Data shown:
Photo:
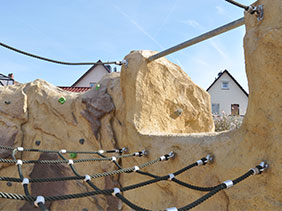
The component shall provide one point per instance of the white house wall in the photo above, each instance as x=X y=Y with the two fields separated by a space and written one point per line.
x=93 y=76
x=5 y=82
x=233 y=95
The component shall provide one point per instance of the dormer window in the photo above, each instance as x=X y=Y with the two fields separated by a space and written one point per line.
x=225 y=85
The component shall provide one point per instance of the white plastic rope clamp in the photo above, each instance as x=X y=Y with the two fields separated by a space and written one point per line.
x=228 y=183
x=162 y=158
x=136 y=168
x=19 y=162
x=255 y=170
x=116 y=191
x=63 y=151
x=38 y=200
x=209 y=158
x=70 y=162
x=260 y=168
x=101 y=151
x=20 y=149
x=87 y=177
x=25 y=181
x=171 y=176
x=171 y=209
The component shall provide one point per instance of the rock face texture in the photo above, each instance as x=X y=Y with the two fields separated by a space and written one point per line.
x=154 y=106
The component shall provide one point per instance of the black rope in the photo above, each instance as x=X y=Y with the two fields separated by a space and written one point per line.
x=56 y=61
x=213 y=190
x=238 y=4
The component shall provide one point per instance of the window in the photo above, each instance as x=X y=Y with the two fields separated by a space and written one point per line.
x=215 y=108
x=235 y=109
x=225 y=85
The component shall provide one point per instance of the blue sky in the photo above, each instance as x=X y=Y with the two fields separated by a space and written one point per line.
x=89 y=30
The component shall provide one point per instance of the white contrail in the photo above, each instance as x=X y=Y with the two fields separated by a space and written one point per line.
x=140 y=28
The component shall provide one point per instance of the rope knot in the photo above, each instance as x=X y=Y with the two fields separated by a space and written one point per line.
x=228 y=183
x=87 y=178
x=141 y=153
x=63 y=151
x=39 y=199
x=260 y=168
x=19 y=162
x=20 y=149
x=116 y=191
x=25 y=181
x=167 y=156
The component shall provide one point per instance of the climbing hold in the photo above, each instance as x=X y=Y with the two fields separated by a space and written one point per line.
x=73 y=155
x=81 y=141
x=178 y=112
x=62 y=100
x=98 y=86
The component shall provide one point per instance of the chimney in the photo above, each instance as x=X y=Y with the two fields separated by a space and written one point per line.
x=11 y=75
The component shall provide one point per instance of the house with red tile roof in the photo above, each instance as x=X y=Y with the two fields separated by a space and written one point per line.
x=227 y=95
x=7 y=80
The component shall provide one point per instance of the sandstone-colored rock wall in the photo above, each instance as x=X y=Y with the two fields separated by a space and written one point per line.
x=137 y=110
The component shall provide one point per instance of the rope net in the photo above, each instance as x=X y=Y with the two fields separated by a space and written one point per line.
x=39 y=201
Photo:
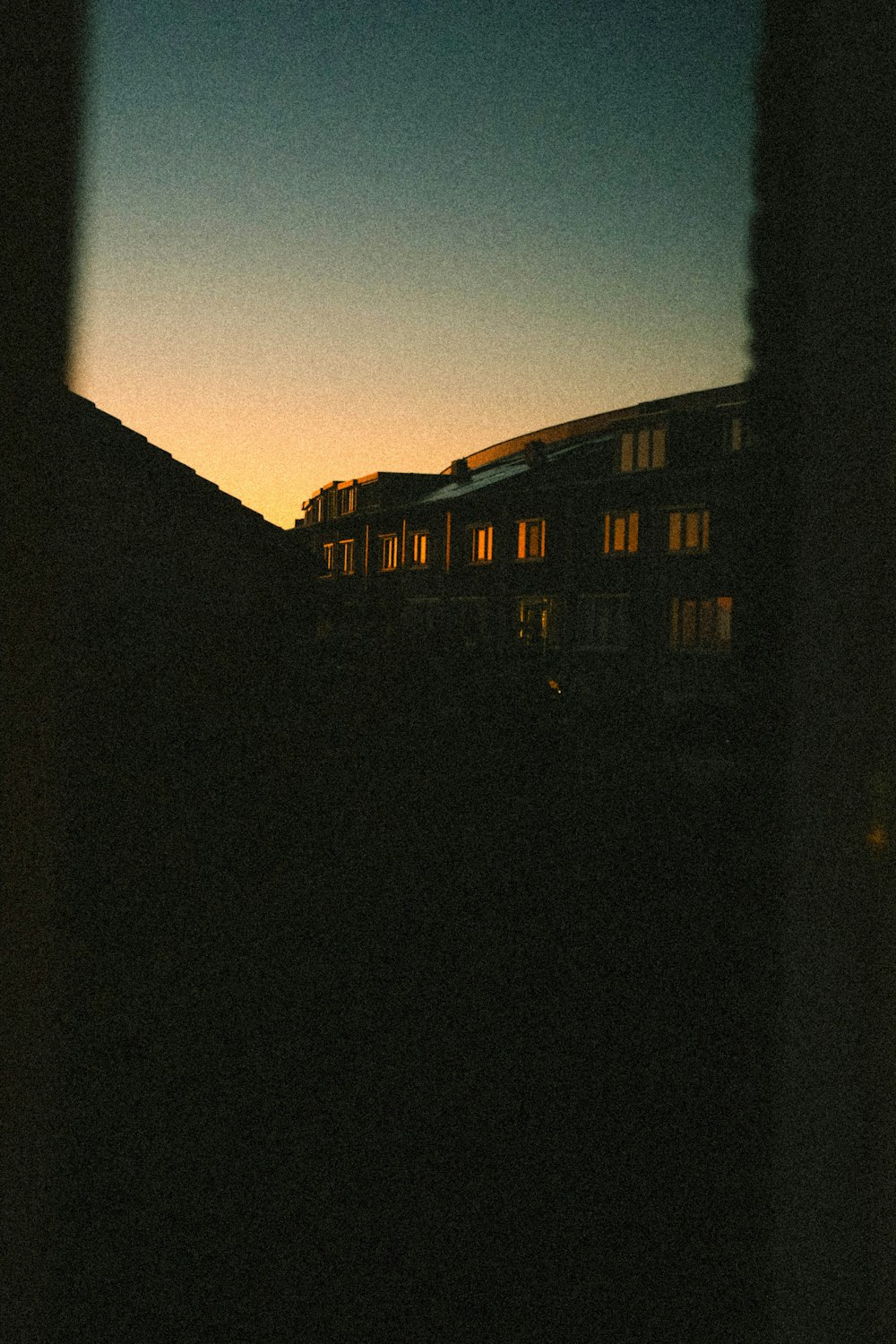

Work task: In your reply, please set down exactly the lines from the one containing "The component shall provide one point per instance of the house" through the end of the records, with the pictures left out.

Exercise solution:
The component shall provide one point per instance of the house with red tile roof in the photo above, each instance as x=X y=Y with the two fields separated by a space and written one point per line.
x=227 y=95
x=7 y=80
The component shall provide one point per instance of the sandstone-colored rock wall in the photo above, each instance as x=X y=Y with the two fields separated by a space and written one point per line.
x=137 y=110
The component shall provide one point per instance of the rope net in the photo above, each instance as x=X y=Y with the two fields separated by a space and written one point per line.
x=39 y=201
Photo:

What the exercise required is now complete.